OBIETTIVO
Per favore, riprendi il brano sul giudizio della Commissione europea sulle banche italiane e proseguilo dopo l'ultima frase.

BRANO DI TESTO
++++++++++

Lo scrive il «Country Report» sull’Italia che la Commissione europea sta per discutere. Oltre alle sofferenze, indeboliscono i nostri istituti il limitato livello di capitalizzazione, la qualità degli attivi, la redditività e il rapporto costi/efficienza.
Doppio pesante giudizio sulle banche italiane. Il primo sostanzia che «l’eredità della profonda e lunga recessione degli ultimi anni, combinata con debolezze strutturali che hanno radici lontane nel tempo, ha eroso la resilienza iniziale del sistema». Il secondo, che deriva di conseguenza, dice che l’universo creditizio «si sta riprendendo lentamente, tuttavia appare più debole di quello degli altri Stati». Le ragioni sono tristemente canoniche. A parte le sofferenze, indeboliscono gli istituti nostrani il limitato livello di capitalizzazione, la qualità degli attivi, la redditività e il rapporto costi/efficienza. Vecchi mali che gli effetti della crisi hanno amplificato.
Lo scrive il «Country Report» sull’Italia che la Commissione europea discuterà nella sua riunione odierna. Il testo, chiuso dai servizi del vicepresidente Valdis Dombrovskis, non dovrebbe essere approvato formalmente questa settimana, bensì l’8 marzo. Modificando il calendario, l’esecutivo ha annunciato «un primo dibattito orientativo» per una migliore messa a punto «politica» nell’ambito del semestre europeo, il processo di coordinamento delle strategie economiche e di bilancio dell’Ue. La parte dedicata al nostro paese contiene l’apprezzamento per le riforme del governo, ma richiama alla realtà sull’economia che cresce poco, sul troppo debito elevato e minaccioso, sugli squilibri macroeconomici che rendono la penisola un freno per la ripresa Ue. Poi ci sono le banche.
Anche qui va di moda l’avversativa, perché l’esecutivo Ue rimarca chiaramente che «nel settore bancario sono in corso importanti riforme, ma rimangono sacche di vulnerabilità». Si riconosce che la squadra di Renzi ha aperto cantieri rilevanti e che «le antiche debolezze nel governo societario vengono adesso affrontate», cosa che «sostiene la capacità del sistema di gestire il proprio attivo» con prestiti e emissioni. Bene anche che siano state annunciate misure per la gestione delle sofferenze. Però «la recente risoluzione di quattro banche italiane in cui i detentori di bond subordinati hanno perduto soldi mostra che una qualche debolezza persiste». Ed è una debolezza di fondo.

++++++++++

ESTRATTI DELLE VOCI
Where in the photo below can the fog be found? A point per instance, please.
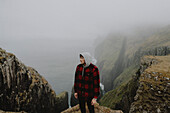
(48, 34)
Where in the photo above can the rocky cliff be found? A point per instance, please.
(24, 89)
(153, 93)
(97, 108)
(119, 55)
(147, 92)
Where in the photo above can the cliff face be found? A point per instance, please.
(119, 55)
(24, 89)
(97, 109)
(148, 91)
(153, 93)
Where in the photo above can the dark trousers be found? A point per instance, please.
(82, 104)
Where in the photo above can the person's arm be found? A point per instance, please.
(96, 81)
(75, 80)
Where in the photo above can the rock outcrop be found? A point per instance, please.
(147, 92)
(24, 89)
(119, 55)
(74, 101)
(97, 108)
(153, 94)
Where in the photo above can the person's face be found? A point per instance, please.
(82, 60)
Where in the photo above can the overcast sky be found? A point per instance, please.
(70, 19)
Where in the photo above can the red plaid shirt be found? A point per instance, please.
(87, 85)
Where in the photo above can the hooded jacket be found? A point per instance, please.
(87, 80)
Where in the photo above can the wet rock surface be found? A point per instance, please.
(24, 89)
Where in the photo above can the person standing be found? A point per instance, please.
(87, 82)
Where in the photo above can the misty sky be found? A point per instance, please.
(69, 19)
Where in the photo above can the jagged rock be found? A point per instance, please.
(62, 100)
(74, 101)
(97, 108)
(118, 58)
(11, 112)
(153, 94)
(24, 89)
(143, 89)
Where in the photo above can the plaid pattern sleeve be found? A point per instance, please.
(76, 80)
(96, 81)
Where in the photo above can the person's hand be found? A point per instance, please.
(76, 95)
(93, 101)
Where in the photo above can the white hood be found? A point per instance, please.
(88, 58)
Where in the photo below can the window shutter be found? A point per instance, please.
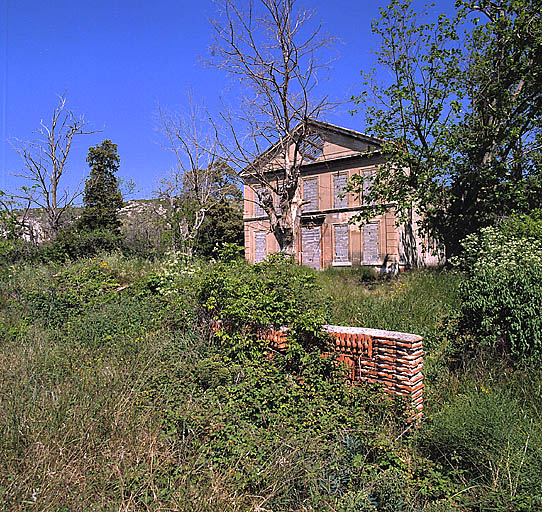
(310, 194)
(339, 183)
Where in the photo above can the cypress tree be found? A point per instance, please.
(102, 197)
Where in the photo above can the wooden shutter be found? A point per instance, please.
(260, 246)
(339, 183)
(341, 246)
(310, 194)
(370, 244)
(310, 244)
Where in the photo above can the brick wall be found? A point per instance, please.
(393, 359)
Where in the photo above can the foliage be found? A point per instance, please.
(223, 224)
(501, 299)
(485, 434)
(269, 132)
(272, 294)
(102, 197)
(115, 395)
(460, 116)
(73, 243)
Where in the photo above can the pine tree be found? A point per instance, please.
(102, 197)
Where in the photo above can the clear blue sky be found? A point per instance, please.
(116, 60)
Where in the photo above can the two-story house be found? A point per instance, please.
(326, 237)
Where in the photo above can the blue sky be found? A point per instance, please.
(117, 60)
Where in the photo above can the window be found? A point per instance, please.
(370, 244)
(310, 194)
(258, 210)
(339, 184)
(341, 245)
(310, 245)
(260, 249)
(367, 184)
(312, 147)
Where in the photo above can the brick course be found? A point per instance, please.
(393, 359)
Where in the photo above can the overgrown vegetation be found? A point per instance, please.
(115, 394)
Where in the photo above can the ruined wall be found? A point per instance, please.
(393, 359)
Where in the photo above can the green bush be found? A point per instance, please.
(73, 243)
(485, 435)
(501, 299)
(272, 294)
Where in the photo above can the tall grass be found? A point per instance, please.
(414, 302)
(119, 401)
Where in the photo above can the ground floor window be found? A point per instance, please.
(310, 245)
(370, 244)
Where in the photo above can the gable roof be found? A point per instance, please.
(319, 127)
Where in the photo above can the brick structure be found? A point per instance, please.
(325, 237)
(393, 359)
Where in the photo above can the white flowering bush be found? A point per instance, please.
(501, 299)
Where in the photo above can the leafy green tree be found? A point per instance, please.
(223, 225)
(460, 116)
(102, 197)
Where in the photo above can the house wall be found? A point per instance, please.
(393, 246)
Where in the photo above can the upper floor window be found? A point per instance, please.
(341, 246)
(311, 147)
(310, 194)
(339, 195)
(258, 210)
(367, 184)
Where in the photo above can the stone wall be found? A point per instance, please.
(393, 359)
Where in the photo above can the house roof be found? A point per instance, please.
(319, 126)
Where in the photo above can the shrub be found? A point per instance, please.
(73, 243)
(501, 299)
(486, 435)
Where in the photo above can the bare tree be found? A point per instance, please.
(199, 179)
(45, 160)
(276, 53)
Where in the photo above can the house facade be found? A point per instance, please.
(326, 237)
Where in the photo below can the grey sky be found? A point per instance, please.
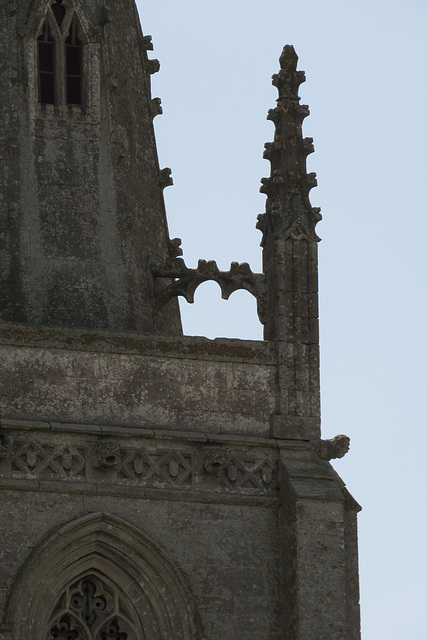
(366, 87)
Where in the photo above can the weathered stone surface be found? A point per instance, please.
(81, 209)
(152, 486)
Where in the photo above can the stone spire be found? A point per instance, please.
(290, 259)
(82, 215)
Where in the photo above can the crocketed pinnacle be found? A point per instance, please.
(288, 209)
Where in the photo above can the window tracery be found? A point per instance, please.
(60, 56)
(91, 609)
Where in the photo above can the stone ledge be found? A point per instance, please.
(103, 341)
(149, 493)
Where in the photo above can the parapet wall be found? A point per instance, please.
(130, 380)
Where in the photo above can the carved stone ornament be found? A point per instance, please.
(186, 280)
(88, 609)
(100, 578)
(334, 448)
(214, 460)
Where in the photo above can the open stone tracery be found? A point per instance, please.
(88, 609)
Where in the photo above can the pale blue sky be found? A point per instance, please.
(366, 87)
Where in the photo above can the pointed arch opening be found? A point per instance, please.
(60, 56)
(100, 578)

++++++++++

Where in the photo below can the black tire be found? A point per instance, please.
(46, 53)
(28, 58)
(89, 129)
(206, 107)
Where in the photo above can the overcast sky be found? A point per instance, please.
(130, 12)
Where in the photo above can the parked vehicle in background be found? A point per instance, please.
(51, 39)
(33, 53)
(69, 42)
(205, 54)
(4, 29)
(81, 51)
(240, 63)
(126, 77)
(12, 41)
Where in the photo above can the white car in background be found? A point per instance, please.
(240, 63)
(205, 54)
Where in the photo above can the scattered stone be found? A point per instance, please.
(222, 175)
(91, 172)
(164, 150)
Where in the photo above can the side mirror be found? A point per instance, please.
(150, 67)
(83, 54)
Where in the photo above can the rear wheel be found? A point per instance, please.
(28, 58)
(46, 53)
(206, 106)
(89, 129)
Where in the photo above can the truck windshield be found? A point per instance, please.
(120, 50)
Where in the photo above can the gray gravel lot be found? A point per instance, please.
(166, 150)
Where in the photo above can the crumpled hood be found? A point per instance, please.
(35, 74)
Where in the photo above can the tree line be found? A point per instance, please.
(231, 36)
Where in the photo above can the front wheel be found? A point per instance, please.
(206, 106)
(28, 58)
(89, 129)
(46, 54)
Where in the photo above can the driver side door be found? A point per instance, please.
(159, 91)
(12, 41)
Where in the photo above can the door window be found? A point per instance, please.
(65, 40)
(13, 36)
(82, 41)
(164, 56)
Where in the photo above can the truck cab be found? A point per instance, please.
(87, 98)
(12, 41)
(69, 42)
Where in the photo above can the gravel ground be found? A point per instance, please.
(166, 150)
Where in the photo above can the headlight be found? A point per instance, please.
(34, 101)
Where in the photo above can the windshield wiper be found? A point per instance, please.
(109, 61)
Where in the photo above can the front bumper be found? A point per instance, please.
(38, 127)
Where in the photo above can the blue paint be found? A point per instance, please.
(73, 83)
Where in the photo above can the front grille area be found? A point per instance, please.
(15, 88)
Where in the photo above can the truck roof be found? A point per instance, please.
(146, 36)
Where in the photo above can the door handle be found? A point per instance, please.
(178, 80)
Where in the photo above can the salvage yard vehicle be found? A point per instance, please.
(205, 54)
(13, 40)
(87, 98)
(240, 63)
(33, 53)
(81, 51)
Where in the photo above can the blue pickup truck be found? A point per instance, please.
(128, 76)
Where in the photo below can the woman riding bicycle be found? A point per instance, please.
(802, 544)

++++++++++

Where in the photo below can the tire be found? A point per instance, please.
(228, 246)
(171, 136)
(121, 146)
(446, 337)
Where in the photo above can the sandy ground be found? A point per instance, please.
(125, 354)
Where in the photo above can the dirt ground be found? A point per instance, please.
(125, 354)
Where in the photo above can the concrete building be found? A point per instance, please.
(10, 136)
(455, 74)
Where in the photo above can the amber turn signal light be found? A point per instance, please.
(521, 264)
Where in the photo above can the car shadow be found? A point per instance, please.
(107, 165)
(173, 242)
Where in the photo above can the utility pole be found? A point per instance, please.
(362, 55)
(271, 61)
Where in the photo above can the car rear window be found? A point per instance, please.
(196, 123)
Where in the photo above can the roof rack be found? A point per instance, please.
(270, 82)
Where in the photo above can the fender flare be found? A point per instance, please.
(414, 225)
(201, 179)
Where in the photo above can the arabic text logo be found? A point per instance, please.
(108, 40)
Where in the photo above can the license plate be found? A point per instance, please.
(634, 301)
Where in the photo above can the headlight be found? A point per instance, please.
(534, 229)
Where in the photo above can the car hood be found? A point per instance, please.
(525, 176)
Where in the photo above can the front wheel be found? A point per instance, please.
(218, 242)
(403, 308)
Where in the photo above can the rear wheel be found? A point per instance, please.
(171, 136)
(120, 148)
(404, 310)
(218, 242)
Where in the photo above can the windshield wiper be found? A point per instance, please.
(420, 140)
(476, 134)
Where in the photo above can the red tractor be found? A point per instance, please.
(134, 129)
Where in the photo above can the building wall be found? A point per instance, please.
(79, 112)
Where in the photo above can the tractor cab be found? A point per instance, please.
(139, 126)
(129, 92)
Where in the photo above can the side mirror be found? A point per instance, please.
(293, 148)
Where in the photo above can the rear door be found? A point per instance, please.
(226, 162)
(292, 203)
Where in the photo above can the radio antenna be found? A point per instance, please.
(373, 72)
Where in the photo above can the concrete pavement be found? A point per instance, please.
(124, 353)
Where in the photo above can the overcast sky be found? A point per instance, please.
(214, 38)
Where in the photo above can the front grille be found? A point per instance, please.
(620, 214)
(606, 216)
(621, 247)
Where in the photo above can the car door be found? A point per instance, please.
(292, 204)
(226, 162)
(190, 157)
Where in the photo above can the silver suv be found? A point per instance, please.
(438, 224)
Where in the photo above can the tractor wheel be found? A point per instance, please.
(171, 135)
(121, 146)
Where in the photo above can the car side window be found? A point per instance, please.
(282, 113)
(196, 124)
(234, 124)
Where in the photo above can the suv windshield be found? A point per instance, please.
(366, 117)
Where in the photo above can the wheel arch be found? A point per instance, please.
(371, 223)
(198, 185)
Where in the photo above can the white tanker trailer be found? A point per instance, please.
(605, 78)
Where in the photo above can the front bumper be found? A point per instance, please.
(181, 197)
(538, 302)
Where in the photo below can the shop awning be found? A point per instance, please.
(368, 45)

++++++++++

RISPOSTA
Il quadro è intonato. La Commissione nota che la situazione della liquidità sul mercato è favorevole. I depositi interni sono solidi, mentre la fuga dei non residenti si è fermata. Il denaro circola, volendo. Quelli che restano, si sottolinea, sono gli effetti messi a nudo dalla crisi dei debiti sovrani del 2011-2012. «La forte percezione del legame fra il debito pubblico e gli attivi creditizi ha asciugato il mercato all’ingrosso», scrive il rapporto. Ne hanno sofferto i prenditori di credito, in particolare le imprese, a loro volta indebolite dalla crisi congiunturale. Qui sono esplose le sofferenze che pesano sul sistema e sull’intera economia. La crisi ha «peggiorato la qualità degli attivi bancari». Si rischia. E si rischierebbe di più «se la politica monetaria si facesse meno favorevole», visto il legame forte fra istituti di credito e debito sovrano.
La Commissione rileva che la crescita dei crediti incagliati (Npl) ha frenato negli ultimi mesi, ma le sofferenze continuano a generare pressione sulla redditività e assorbono risorse. A giugno 2015 i prestiti incerti ammontavano a 337 miliardi. «Due terzi erano nelle casse dei primi cinque gruppi», rileva Bruxelles. Con l’aggravante che, «nonostante l’interesse crescente per i Npl, le banche se ne liberano lentamente, soprattutto le piccole».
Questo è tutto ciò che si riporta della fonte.